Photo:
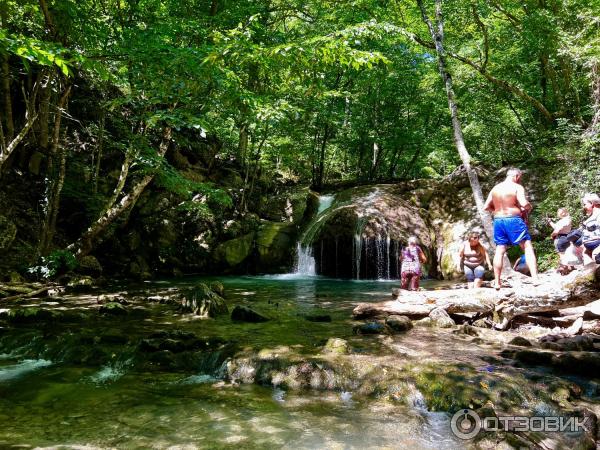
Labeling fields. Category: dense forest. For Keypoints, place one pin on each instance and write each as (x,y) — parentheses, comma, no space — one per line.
(224,103)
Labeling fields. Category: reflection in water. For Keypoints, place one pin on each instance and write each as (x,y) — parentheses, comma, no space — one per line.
(127,406)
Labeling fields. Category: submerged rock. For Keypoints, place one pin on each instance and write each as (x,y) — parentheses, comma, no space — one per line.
(370,328)
(336,345)
(218,288)
(245,314)
(203,301)
(441,318)
(398,324)
(318,317)
(520,341)
(113,308)
(89,265)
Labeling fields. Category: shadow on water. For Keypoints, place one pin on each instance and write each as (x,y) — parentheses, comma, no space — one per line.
(82,383)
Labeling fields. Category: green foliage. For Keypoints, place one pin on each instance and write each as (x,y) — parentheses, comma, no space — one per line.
(56,263)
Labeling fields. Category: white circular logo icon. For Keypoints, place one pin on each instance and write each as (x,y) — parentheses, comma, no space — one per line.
(465,424)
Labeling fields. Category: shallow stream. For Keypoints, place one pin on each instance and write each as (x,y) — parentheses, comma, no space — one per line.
(79,383)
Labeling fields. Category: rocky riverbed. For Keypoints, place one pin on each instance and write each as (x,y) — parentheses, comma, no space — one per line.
(304,348)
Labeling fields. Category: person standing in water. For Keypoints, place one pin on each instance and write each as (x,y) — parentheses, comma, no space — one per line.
(473,256)
(509,205)
(412,257)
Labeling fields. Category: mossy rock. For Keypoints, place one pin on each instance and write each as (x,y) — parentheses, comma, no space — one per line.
(245,314)
(235,251)
(203,301)
(113,308)
(336,346)
(29,315)
(218,288)
(274,242)
(89,265)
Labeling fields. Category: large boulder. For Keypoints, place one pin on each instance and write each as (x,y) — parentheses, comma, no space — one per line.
(275,242)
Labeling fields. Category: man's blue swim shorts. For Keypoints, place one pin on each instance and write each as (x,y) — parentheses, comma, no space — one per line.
(510,230)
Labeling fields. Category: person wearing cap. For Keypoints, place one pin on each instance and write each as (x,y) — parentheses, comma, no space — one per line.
(590,237)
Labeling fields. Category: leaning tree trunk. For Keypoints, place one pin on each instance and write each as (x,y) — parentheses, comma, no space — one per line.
(57,176)
(86,242)
(438,38)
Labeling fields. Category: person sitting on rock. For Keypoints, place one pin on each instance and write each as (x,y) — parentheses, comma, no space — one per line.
(473,255)
(588,235)
(561,228)
(411,257)
(570,258)
(521,265)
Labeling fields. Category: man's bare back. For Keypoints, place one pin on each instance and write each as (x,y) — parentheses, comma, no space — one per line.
(509,205)
(507,199)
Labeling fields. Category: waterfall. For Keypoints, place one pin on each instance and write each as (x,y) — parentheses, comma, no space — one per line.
(369,251)
(305,264)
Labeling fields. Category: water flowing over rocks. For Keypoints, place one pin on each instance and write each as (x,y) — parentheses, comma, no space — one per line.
(203,301)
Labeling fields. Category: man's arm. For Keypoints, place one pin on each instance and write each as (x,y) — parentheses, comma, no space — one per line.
(522,200)
(489,203)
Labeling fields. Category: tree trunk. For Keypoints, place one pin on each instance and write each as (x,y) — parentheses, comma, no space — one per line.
(96,167)
(13,144)
(321,171)
(56,180)
(438,38)
(86,242)
(8,117)
(44,113)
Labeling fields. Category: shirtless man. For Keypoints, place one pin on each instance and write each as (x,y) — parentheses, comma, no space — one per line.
(508,204)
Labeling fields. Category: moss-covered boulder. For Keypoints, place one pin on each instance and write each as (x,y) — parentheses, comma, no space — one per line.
(113,309)
(274,243)
(245,314)
(234,252)
(203,301)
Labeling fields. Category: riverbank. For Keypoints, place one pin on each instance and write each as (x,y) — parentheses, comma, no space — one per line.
(306,377)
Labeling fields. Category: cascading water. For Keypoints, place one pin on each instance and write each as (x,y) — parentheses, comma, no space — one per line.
(349,239)
(305,265)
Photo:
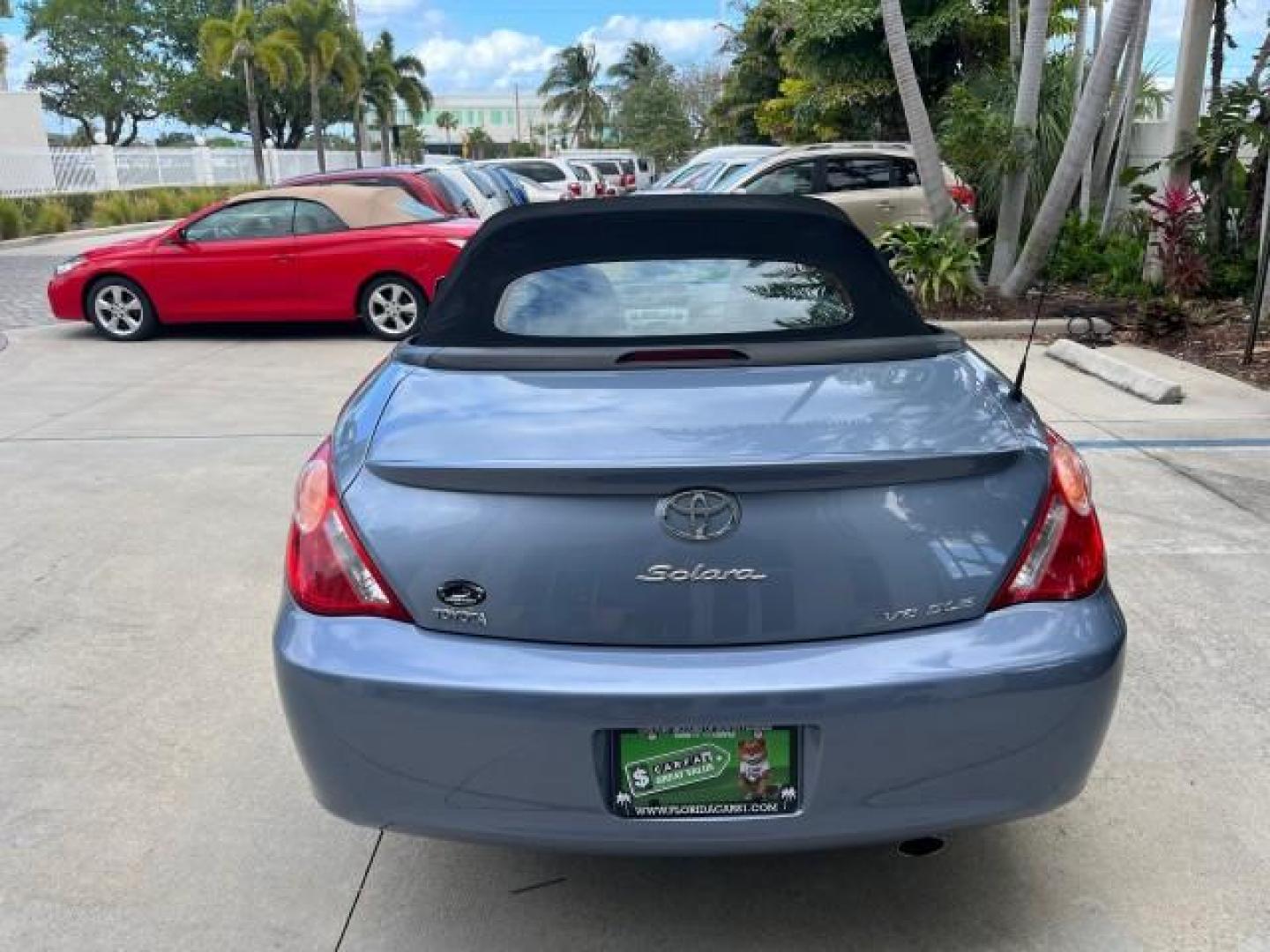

→ Task to complete:
Count the lines in the data above that contain the string "tree", treating uppercase and lowercase as different. Give only the number.

→ Completed task:
2